+++ THE RECORDS +++

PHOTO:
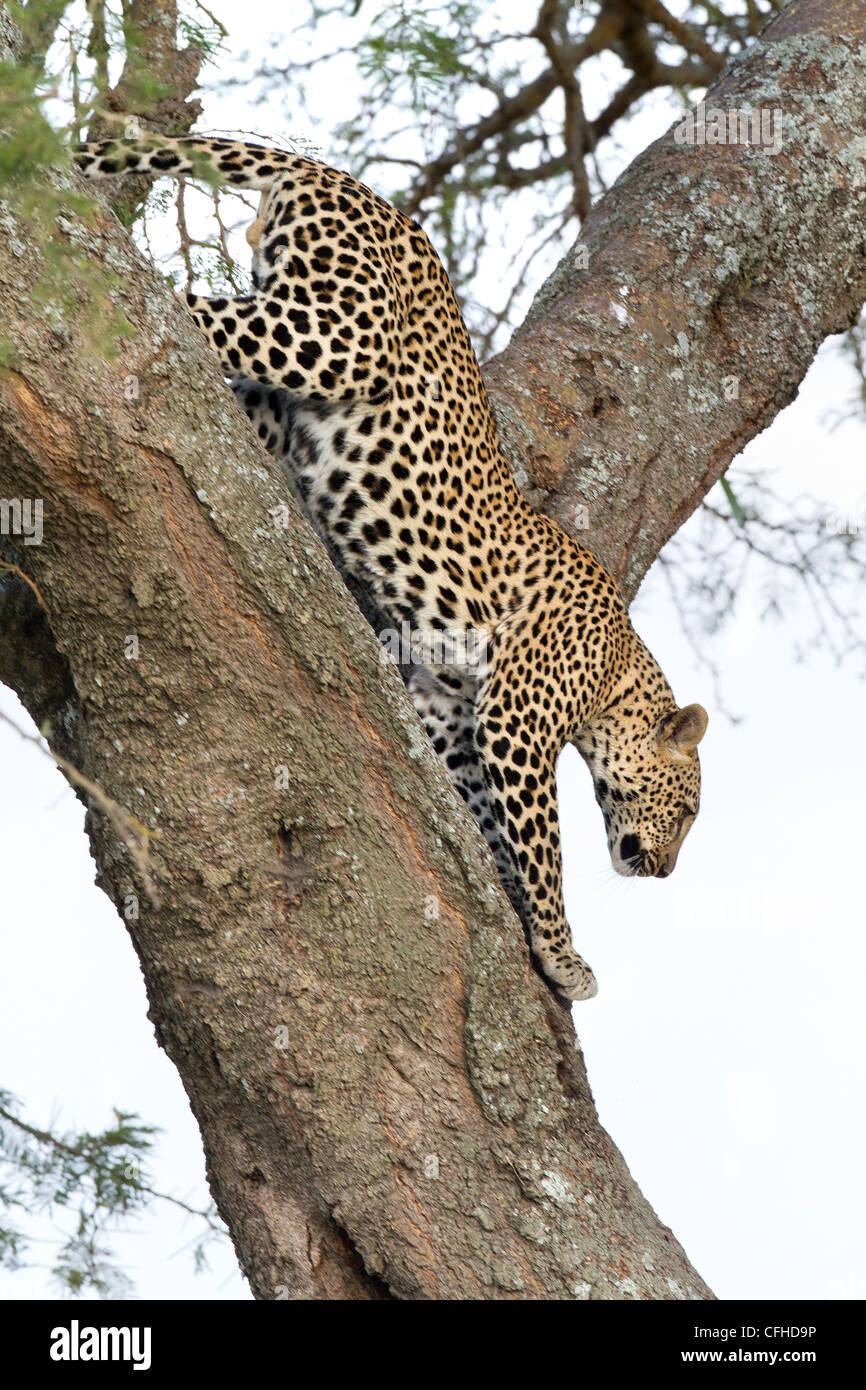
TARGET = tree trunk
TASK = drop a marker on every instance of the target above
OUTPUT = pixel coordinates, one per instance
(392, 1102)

+++
+++ THE RECORDS +++

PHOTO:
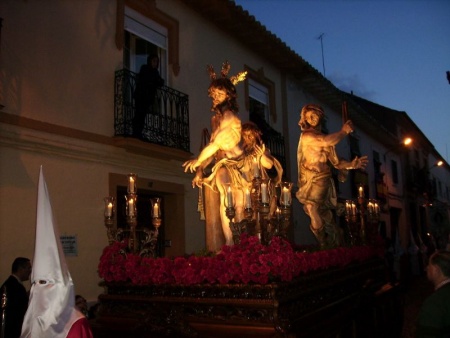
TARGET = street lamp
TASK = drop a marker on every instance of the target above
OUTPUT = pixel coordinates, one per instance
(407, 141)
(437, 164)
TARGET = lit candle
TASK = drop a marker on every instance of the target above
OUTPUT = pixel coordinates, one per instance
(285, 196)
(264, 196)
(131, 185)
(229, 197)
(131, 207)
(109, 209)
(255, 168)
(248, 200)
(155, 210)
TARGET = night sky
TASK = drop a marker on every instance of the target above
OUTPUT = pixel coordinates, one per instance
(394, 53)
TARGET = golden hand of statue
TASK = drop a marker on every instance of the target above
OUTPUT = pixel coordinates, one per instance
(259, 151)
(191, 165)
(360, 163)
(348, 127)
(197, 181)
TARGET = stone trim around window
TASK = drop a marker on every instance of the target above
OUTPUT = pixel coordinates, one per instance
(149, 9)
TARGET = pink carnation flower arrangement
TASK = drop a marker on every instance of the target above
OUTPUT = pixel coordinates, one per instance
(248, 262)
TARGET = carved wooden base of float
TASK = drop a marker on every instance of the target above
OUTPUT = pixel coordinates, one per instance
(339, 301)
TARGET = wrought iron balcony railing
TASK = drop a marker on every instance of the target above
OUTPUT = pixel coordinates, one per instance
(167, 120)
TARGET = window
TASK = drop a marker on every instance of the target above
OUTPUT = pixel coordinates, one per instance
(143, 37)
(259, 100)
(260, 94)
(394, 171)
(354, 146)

+++

List every line of the items above that contains the word "window".

**OUTPUT OF THE TASK:**
TARGET = stone trim around window
TARGET = window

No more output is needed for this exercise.